Filter the listing below, keeping every line that contains the string "garage". Matching is case-sensitive.

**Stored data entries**
******************************

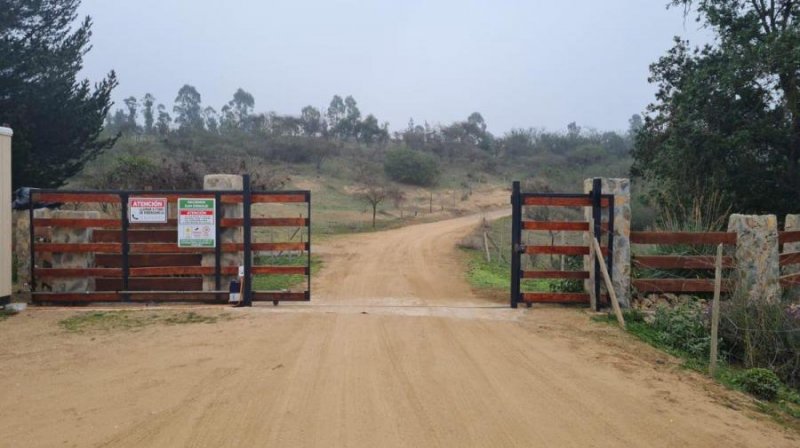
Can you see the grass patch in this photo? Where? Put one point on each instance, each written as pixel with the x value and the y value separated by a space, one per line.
pixel 107 321
pixel 283 282
pixel 785 408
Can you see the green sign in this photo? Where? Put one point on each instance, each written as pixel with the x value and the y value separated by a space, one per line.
pixel 197 223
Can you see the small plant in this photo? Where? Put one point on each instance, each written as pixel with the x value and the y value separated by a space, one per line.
pixel 762 383
pixel 682 328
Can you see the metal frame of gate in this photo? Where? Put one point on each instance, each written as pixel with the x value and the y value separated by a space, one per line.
pixel 595 199
pixel 122 246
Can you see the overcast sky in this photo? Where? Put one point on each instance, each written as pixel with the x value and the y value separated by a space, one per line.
pixel 520 63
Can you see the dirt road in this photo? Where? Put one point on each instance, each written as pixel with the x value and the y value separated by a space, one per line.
pixel 398 354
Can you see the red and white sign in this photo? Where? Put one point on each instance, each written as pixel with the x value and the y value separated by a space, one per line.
pixel 147 210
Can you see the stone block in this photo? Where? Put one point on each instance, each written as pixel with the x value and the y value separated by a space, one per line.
pixel 757 270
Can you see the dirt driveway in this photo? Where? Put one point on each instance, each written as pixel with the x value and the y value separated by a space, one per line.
pixel 394 351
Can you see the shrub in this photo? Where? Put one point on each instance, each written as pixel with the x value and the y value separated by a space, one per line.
pixel 762 383
pixel 760 334
pixel 682 328
pixel 411 167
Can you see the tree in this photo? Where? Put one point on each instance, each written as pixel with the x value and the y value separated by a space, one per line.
pixel 727 116
pixel 311 121
pixel 147 110
pixel 237 112
pixel 374 194
pixel 188 109
pixel 164 121
pixel 57 120
pixel 133 113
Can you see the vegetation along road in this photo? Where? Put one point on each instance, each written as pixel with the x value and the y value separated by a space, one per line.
pixel 394 350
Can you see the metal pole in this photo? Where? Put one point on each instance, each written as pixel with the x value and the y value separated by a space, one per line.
pixel 308 252
pixel 596 221
pixel 218 245
pixel 123 197
pixel 516 236
pixel 247 300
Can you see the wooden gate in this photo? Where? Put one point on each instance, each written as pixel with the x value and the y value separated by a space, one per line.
pixel 596 229
pixel 116 260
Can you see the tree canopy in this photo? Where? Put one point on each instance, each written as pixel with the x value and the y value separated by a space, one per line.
pixel 56 118
pixel 726 115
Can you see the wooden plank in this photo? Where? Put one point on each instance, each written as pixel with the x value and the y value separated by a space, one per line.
pixel 162 271
pixel 668 238
pixel 75 197
pixel 77 247
pixel 144 260
pixel 278 246
pixel 576 275
pixel 555 225
pixel 172 248
pixel 77 272
pixel 270 296
pixel 151 284
pixel 560 250
pixel 790 258
pixel 560 297
pixel 265 222
pixel 77 297
pixel 790 280
pixel 676 285
pixel 791 236
pixel 680 262
pixel 136 236
pixel 69 223
pixel 280 270
pixel 278 198
pixel 583 201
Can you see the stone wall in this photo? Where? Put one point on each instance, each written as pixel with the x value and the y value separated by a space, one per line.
pixel 757 271
pixel 792 224
pixel 621 267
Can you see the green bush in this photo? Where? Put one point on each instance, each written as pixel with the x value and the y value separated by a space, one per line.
pixel 682 328
pixel 762 383
pixel 411 167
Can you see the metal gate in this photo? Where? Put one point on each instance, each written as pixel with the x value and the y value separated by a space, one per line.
pixel 102 256
pixel 596 228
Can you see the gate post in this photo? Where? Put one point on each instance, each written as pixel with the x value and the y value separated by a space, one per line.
pixel 516 237
pixel 620 269
pixel 217 183
pixel 5 215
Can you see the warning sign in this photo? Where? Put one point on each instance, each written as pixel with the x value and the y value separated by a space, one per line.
pixel 147 210
pixel 197 223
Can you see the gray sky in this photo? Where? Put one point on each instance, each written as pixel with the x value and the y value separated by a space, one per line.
pixel 519 63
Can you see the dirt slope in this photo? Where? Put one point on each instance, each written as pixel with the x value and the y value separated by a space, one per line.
pixel 355 369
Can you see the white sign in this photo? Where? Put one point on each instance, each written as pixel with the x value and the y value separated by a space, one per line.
pixel 147 210
pixel 197 222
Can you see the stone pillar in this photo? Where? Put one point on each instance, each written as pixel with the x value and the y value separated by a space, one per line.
pixel 231 235
pixel 621 267
pixel 5 214
pixel 21 247
pixel 66 260
pixel 792 224
pixel 757 270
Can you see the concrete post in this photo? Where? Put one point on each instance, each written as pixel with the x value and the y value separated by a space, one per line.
pixel 5 214
pixel 621 268
pixel 792 224
pixel 757 270
pixel 231 235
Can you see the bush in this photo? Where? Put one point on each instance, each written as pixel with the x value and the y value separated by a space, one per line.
pixel 682 328
pixel 762 383
pixel 411 167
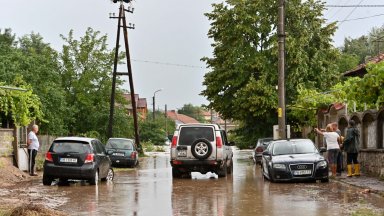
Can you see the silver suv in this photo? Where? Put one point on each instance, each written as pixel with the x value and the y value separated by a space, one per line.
pixel 201 148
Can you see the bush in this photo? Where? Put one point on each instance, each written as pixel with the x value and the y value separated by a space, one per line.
pixel 147 146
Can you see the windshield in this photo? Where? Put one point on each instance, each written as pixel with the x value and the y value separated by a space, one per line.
pixel 120 144
pixel 189 134
pixel 294 147
pixel 70 147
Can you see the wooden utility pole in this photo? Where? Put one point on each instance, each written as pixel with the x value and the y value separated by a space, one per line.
pixel 122 23
pixel 281 70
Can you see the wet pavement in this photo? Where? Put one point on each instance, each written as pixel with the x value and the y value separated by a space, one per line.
pixel 150 190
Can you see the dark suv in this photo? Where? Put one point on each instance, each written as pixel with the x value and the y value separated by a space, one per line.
pixel 200 148
pixel 77 158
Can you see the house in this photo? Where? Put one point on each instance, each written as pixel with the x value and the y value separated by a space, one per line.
pixel 141 105
pixel 370 123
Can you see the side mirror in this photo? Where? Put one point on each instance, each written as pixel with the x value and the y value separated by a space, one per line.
pixel 323 149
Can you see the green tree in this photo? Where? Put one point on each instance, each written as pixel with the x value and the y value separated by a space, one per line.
pixel 347 62
pixel 195 112
pixel 21 107
pixel 86 67
pixel 37 63
pixel 365 46
pixel 243 70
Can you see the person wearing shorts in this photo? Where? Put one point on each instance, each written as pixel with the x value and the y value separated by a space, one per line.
pixel 333 148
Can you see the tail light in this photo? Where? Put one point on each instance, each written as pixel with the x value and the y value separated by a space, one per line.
pixel 174 141
pixel 48 157
pixel 259 149
pixel 219 142
pixel 133 155
pixel 90 158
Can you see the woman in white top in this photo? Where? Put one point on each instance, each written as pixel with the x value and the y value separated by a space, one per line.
pixel 333 149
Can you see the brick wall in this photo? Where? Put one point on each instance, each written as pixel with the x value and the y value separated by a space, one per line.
pixel 372 161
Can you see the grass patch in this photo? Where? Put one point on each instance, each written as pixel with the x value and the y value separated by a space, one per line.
pixel 122 169
pixel 365 212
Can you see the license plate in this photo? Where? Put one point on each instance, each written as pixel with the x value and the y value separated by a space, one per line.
pixel 68 160
pixel 302 172
pixel 182 153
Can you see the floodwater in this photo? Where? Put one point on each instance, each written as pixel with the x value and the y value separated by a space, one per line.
pixel 150 190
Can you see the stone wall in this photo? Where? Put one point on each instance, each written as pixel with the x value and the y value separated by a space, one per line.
pixel 370 124
pixel 6 142
pixel 372 161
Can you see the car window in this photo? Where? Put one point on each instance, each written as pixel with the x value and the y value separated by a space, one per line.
pixel 96 147
pixel 120 144
pixel 189 134
pixel 100 146
pixel 70 146
pixel 294 147
pixel 224 137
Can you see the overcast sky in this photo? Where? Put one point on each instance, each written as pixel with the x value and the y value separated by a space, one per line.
pixel 168 33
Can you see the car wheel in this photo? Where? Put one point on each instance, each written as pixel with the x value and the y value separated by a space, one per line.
pixel 95 178
pixel 176 173
pixel 110 175
pixel 201 149
pixel 271 179
pixel 223 171
pixel 47 180
pixel 230 169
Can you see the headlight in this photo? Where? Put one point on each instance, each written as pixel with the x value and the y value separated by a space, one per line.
pixel 279 166
pixel 321 164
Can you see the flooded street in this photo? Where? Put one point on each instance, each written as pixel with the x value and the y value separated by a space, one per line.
pixel 150 190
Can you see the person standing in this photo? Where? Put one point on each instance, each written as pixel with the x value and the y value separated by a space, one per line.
pixel 33 147
pixel 339 166
pixel 333 148
pixel 351 146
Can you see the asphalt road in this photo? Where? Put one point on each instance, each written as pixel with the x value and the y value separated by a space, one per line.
pixel 150 190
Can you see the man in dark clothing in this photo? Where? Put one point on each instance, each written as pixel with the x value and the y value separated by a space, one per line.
pixel 339 168
pixel 351 146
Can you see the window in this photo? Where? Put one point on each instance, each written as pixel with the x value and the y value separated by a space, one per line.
pixel 120 144
pixel 70 146
pixel 189 134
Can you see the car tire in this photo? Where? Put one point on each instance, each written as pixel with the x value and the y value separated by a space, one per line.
pixel 230 169
pixel 271 179
pixel 47 180
pixel 176 173
pixel 223 171
pixel 201 149
pixel 110 175
pixel 95 178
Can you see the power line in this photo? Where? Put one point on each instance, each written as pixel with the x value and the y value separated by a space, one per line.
pixel 338 10
pixel 353 10
pixel 360 18
pixel 167 63
pixel 355 6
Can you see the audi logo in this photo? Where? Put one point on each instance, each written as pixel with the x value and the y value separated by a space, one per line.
pixel 301 166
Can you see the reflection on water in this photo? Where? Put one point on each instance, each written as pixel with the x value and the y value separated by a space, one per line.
pixel 150 190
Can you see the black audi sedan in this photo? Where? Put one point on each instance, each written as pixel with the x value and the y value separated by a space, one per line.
pixel 295 159
pixel 77 158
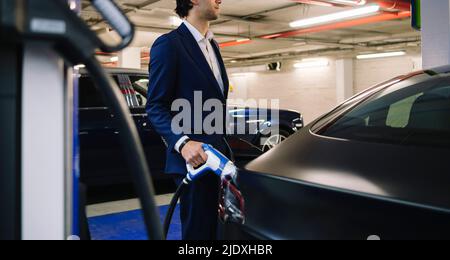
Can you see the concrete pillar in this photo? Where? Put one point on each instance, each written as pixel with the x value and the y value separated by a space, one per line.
pixel 130 58
pixel 435 33
pixel 344 79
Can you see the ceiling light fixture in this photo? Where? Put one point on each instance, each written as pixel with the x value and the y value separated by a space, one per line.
pixel 380 55
pixel 339 16
pixel 312 63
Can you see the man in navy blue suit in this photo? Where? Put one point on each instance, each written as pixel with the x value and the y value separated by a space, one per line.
pixel 184 63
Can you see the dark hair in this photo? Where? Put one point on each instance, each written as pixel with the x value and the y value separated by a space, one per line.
pixel 183 8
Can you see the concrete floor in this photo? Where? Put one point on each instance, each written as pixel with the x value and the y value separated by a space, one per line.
pixel 114 207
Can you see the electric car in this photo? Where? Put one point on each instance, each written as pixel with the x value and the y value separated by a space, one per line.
pixel 374 167
pixel 101 156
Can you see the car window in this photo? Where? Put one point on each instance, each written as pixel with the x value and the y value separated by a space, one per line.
pixel 140 84
pixel 89 96
pixel 401 114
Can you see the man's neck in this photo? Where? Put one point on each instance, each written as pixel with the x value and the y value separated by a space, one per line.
pixel 201 25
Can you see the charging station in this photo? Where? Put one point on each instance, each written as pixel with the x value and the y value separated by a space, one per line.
pixel 40 43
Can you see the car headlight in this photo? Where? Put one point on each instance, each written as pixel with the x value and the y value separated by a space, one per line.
pixel 298 123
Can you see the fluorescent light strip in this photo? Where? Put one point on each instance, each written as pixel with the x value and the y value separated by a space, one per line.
pixel 311 64
pixel 350 2
pixel 380 55
pixel 356 12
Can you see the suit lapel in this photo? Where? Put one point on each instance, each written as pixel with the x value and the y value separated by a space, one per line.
pixel 223 71
pixel 196 54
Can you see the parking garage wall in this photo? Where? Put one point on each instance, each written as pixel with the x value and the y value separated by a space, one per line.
pixel 313 91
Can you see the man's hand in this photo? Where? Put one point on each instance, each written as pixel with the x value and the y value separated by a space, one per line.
pixel 194 154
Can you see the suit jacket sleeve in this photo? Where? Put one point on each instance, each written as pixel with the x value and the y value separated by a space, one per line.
pixel 161 90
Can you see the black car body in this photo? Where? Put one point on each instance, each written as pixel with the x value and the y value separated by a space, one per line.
pixel 376 166
pixel 101 155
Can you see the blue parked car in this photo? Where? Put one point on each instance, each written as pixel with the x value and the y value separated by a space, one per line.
pixel 101 156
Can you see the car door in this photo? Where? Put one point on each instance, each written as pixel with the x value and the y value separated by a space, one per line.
pixel 154 147
pixel 100 158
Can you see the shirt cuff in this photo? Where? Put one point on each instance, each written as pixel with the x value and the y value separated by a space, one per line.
pixel 180 142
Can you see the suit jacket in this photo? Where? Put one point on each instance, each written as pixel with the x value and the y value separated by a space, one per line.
pixel 177 69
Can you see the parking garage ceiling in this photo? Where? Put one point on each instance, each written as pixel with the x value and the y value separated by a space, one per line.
pixel 259 21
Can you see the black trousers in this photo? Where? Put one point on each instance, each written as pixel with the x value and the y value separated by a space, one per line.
pixel 199 208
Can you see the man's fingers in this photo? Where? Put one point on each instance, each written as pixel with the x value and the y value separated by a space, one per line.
pixel 204 156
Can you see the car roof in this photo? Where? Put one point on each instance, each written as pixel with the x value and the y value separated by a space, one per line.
pixel 119 71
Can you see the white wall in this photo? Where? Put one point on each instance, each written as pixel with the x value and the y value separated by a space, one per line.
pixel 313 91
pixel 368 73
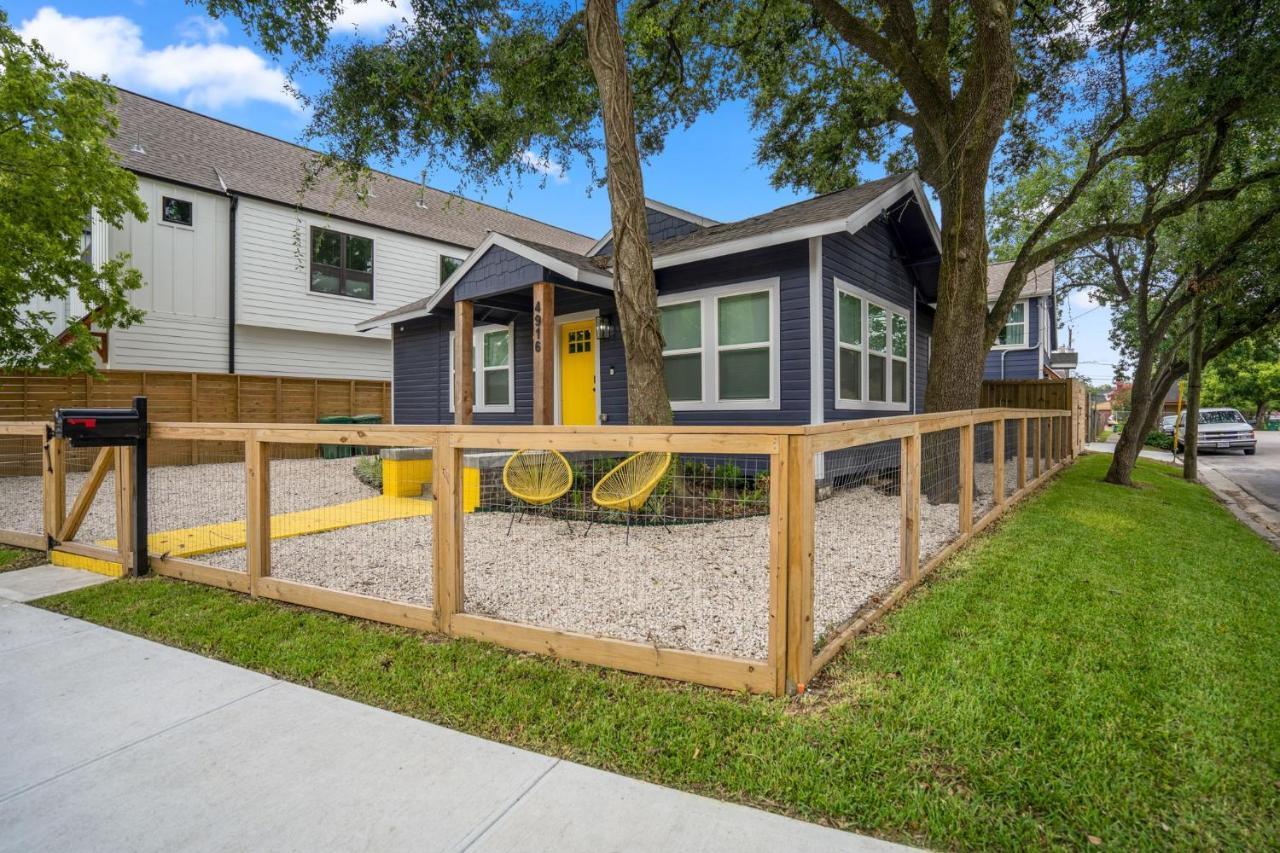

******************************

**EXERCISE ANSWER**
Can you see the parking garage wall in this photo? Where? Put one point on each instance, each written as pixel with the x value and the y value separated by a space, one per line.
Can you see the parking garage ceiling in this photo? Where? Put one point on each instance, each written as pixel with the x value and the y value separated by a space, one per line.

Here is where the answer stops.